### Problem
Below are records; copy exactly the line containing "Question. Locate the cumulus" and every line after it, through the last.

++++

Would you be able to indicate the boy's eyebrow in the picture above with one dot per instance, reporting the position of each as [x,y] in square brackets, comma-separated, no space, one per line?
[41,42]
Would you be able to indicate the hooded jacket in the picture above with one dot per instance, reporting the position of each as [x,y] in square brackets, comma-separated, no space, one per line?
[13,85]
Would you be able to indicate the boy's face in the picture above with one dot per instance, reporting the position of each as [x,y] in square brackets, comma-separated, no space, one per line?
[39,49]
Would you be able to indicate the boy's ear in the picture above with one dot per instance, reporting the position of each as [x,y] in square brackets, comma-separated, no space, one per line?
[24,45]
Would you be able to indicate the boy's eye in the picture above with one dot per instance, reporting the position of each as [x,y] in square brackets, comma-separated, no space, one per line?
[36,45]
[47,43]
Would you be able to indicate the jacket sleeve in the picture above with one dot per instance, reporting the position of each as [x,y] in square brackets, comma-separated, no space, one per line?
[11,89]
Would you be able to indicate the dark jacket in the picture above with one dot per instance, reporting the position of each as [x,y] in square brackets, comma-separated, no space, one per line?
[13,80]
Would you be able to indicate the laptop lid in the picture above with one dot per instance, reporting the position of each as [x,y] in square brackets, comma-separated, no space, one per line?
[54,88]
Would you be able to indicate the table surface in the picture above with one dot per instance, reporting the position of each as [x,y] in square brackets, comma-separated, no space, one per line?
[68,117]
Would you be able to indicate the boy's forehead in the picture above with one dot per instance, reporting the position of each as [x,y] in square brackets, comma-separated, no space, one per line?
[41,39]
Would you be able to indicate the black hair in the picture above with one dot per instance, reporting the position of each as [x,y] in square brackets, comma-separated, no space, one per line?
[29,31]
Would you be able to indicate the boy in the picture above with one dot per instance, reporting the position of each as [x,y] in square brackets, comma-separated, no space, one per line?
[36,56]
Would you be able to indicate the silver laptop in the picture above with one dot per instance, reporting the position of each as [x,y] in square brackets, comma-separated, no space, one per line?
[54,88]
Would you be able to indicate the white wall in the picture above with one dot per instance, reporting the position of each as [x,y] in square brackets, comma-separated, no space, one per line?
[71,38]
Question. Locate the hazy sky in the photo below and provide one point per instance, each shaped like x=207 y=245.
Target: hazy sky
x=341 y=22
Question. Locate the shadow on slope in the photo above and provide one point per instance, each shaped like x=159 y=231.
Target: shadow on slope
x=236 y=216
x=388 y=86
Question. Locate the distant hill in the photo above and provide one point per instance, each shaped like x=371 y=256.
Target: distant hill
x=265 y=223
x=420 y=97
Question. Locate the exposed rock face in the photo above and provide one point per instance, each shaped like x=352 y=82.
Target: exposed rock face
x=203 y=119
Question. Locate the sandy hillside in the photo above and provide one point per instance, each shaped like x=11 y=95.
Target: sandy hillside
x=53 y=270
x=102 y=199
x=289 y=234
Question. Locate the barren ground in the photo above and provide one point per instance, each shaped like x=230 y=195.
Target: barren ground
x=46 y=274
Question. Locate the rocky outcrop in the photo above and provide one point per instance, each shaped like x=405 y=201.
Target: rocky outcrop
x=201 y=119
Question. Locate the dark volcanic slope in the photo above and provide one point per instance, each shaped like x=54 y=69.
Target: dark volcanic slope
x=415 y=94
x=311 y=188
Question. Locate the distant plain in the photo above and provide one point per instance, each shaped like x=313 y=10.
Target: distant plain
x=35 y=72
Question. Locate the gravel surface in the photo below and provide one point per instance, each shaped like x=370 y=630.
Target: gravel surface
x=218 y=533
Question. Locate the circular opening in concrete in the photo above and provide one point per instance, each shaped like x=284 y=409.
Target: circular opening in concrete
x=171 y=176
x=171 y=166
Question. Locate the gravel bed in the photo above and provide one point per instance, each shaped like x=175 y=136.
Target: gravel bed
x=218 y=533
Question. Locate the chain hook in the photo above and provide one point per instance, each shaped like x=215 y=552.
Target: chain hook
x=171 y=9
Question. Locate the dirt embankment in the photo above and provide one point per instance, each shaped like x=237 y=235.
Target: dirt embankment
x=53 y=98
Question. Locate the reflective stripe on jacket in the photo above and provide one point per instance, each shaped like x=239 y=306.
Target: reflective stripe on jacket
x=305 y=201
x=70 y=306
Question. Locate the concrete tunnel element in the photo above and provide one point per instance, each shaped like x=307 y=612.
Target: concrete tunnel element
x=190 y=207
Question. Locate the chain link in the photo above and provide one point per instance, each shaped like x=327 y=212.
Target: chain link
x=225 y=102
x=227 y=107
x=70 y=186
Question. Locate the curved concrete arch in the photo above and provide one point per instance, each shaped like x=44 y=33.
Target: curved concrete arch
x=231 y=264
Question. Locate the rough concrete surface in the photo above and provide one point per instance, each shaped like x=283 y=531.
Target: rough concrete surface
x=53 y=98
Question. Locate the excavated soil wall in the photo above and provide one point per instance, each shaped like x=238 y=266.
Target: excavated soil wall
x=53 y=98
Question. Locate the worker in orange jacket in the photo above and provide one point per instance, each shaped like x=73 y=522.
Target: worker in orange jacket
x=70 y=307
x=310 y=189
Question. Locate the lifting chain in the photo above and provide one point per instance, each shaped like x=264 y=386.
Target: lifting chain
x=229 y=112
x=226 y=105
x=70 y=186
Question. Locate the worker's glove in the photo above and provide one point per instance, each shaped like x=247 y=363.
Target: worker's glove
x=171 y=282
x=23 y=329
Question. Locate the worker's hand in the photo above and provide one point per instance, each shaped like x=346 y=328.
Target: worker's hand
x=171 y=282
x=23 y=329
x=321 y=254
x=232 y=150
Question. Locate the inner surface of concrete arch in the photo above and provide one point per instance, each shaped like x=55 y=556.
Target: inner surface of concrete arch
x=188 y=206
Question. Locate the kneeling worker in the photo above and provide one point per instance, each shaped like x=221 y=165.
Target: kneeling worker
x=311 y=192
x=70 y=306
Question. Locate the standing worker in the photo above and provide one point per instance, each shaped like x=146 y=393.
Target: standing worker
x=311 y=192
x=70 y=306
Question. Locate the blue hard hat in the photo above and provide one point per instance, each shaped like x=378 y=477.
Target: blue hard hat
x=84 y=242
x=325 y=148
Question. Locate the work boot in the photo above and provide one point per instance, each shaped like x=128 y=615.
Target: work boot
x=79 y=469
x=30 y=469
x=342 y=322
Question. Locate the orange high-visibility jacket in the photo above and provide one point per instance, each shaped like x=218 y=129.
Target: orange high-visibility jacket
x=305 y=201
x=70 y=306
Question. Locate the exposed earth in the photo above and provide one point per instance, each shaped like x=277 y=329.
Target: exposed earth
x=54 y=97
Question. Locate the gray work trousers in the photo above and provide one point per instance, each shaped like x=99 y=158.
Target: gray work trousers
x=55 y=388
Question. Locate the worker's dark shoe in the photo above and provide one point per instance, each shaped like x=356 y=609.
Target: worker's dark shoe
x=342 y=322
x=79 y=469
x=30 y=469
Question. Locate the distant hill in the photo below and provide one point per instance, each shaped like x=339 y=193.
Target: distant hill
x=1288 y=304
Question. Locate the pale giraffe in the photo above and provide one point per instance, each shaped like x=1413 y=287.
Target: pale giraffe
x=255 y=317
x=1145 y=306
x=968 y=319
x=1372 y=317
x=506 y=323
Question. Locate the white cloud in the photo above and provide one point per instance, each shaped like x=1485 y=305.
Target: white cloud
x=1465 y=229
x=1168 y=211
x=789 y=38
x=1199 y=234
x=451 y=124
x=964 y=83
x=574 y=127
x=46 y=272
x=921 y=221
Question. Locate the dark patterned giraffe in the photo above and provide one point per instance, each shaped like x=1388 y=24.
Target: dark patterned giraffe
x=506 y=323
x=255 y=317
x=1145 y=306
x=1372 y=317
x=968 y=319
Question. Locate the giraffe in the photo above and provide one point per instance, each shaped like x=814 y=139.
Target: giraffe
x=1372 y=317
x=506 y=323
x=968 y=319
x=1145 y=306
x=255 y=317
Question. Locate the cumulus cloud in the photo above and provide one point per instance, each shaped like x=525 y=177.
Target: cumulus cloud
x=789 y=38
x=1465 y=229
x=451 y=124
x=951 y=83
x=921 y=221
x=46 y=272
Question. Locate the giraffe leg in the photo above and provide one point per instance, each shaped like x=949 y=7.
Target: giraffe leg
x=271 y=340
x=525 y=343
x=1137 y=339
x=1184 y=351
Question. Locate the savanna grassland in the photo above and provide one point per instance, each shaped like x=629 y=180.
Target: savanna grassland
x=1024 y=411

++++

### Completed task
Question. Locate the cumulus cloud in the photo above and provide one point per instance, each shaped like x=525 y=177.
Target: cumulus cloud
x=789 y=38
x=1465 y=229
x=451 y=124
x=951 y=83
x=921 y=221
x=46 y=272
Question. Locate the giraffe leg in the photo above and provide one point per instance, each shaped like x=949 y=7.
Target: giraffe leg
x=271 y=340
x=525 y=343
x=1137 y=339
x=1184 y=351
Question. Locate the savanna grassland in the photo above and provide one point per instance, each shaped like x=629 y=180.
Target: savanna grassland
x=1024 y=411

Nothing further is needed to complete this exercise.